_Aufgabe 1_: Schreib aus dem Text über Blickfangwerbung den Teil von "Wettbewerbsrecht Wann ist" bis "Thema unserer Rechtstipps." Wort für Wort ab.
── Seitentext
Wettbewerbsrecht Wann ist ein Medienbruch bei Blickfangwerbung erlaubt?
Gerne informieren Werbetreibende im Kleingedruckten über Einschränkungen eines Angebots. Wettbewerbsrechtlich ist das aber heikel. Auch auf Medienbrüche ist zu achten, wie ein aktuelles Urteil zeigt.
Blickfangwerbung verspricht auf den ersten Blick mehr, als sie auf den zweiten Blick hält. Damit es zu diesem zweiten Blick erst gar nicht kommt, werden Einschränkungen der hervorgehobenen Werbeaussage gern in Fußnoten oder Sternchenhinweisen versteckt. Wettbewerbsrechtlich ist diese Praxis jedoch heikel und daher auch ein häufiges Thema unserer Rechtstipps.
Eine Entscheidung des Oberlandesgerichts (OLG) Bamberg schreibt die umfangreiche Rechtsprechung zur Blickfangwerbung fort (Urteil vom 22.06.2016, Az. 3 U 18/16). Ein Möbelhändler hatte in einer Zeitung mit der blickfangmäßig hervorgehobenen Aussage "19% MwSt GESCHENKT AUF MÖBEL, KÜCHEN UND MATRATZEN + 5% EXTRARABATT" geworben. Am unteren Rand der Anzeige informierte das Möbelhaus im Kleingedruckten über verschiedene Einschränkungen des beworbenen Angebots und verweis hierzu auch auf seine Internetseite. Erst auf der Internetseite fand sich schließlich der Hinweis, dass der Rabatt für mehrere komplette Warengruppen und für Produkte bestimmter Hersteller nicht gewährt
Verbraucher muss wesentliche Informationen erhalten
Das OLG Bamberg hielt diese Werbung für wettbewerbswidrig. In seiner Begründung stützte sich das Gericht auf § 5a Abs. 2 des Gesetzes gegen den unlauteren Wettbewerb (UWG). Nach dieser Vorschrift ist es unlauter, dem Verbraucher wesentliche Informationen vorzuenthalten, sofern dies geeignet ist, den Verbraucher zu einer geschäftlichen Entscheidung zu veranlassen, die er andernfalls nicht getroffen hätte.
Die Voraussetzungen des § 5a Abs. 2 UWG waren nach Auffassung des OLG Bamberg erfüllt. So sei es für den Verbraucher eine wesentliche Information, welche Waren oder Warengruppen mit welchen Preisnachlässen erworben werden können. Um entscheiden zu können, ob sich ein Besuch des werbenden Möbelhauses überhaupt lohnt, müsse der Verbraucher deshalb wissen, mit welchen Einschränkungen die Werbeaktion verbunden sei. Hierbei sei es dem Verbraucher, der auf die Zeitungsanzeige gestoßen war, aber nicht zumutbar, sich zuerst noch auf der Internetseite des Möbelhauses zu informieren. Stattdessen hätten alle Einschränkungen der Rabattaktionen unmittelbar in der Zeitungsanzeige selbst genannt werden müssen. Alles andere mache es dem Verbraucher unnötig schwer, die einschränkenden Bedingungen für die Verkaufsförderung in Erfahrung zu bringen.
────
_Aufgabe 2_: Wandle die Einträge vom ersten bis einschließlich der Zeile mit "[102,103,158,175]" in eine JSON-Liste aus Zeichenketten um, mit einer Zeichenkette je Zeile und ohne Leerzeilen. Lass die Bilder dabei weg.
── Auflistung
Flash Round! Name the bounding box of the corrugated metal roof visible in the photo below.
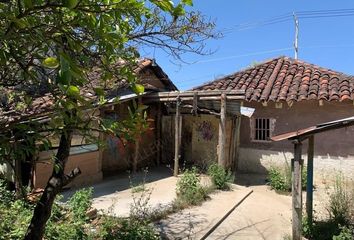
[271,116,354,142]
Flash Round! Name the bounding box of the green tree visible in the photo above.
[0,0,217,240]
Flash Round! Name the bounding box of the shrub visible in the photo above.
[268,164,307,192]
[208,163,234,190]
[176,168,207,205]
[101,217,160,240]
[68,188,93,220]
[0,179,15,205]
[0,189,95,240]
[327,175,353,225]
[332,227,354,240]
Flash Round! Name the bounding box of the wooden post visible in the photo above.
[133,137,140,173]
[233,115,241,172]
[218,93,226,167]
[173,96,181,177]
[193,92,198,116]
[291,140,302,240]
[156,102,162,166]
[306,136,315,225]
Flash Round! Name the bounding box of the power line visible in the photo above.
[222,8,354,34]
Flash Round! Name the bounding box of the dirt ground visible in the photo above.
[64,168,338,240]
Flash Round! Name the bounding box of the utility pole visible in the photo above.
[293,12,299,59]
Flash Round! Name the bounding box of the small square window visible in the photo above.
[252,118,273,142]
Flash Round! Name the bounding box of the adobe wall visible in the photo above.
[34,150,102,188]
[238,101,354,180]
[162,114,232,168]
[102,103,158,175]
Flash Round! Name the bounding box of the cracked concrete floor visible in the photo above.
[207,176,291,240]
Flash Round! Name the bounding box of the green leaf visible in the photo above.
[66,85,80,97]
[42,57,59,68]
[173,4,186,17]
[182,0,193,6]
[64,0,79,9]
[57,70,72,85]
[132,84,145,95]
[95,88,104,96]
[152,0,173,13]
[24,0,33,9]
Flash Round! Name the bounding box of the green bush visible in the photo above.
[208,163,234,190]
[268,164,307,192]
[176,168,207,205]
[303,175,354,240]
[332,227,354,240]
[0,190,95,240]
[0,179,15,205]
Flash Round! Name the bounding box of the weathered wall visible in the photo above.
────
_Ergebnis 1_:
Wettbewerbsrecht Wann ist ein Medienbruch bei Blickfangwerbung erlaubt?
Gerne informieren Werbetreibende im Kleingedruckten über Einschränkungen eines Angebots. Wettbewerbsrechtlich ist das aber heikel. Auch auf Medienbrüche ist zu achten, wie ein aktuelles Urteil zeigt.
Blickfangwerbung verspricht auf den ersten Blick mehr, als sie auf den zweiten Blick hält. Damit es zu diesem zweiten Blick erst gar nicht kommt, werden Einschränkungen der hervorgehobenen Werbeaussage gern in Fußnoten oder Sternchenhinweisen versteckt. Wettbewerbsrechtlich ist diese Praxis jedoch heikel und daher auch ein häufiges Thema unserer Rechtstipps.

_Ergebnis 2_:
[
  "Flash Round! Name the bounding box of the corrugated metal roof visible in the photo below.",
  "[271,116,354,142]",
  "Flash Round! Name the bounding box of the green tree visible in the photo above.",
  "[0,0,217,240]",
  "Flash Round! Name the bounding box of the shrub visible in the photo above.",
  "[268,164,307,192]",
  "[208,163,234,190]",
  "[176,168,207,205]",
  "[101,217,160,240]",
  "[68,188,93,220]",
  "[0,179,15,205]",
  "[0,189,95,240]",
  "[327,175,353,225]",
  "[332,227,354,240]",
  "Flash Round! Name the bounding box of the wooden post visible in the photo above.",
  "[133,137,140,173]",
  "[233,115,241,172]",
  "[218,93,226,167]",
  "[173,96,181,177]",
  "[193,92,198,116]",
  "[291,140,302,240]",
  "[156,102,162,166]",
  "[306,136,315,225]",
  "Flash Round! Name the bounding box of the power line visible in the photo above.",
  "[222,8,354,34]",
  "Flash Round! Name the bounding box of the dirt ground visible in the photo above.",
  "[64,168,338,240]",
  "Flash Round! Name the bounding box of the utility pole visible in the photo above.",
  "[293,12,299,59]",
  "Flash Round! Name the bounding box of the small square window visible in the photo above.",
  "[252,118,273,142]",
  "Flash Round! Name the bounding box of the adobe wall visible in the photo above.",
  "[34,150,102,188]",
  "[238,101,354,180]",
  "[162,114,232,168]",
  "[102,103,158,175]"
]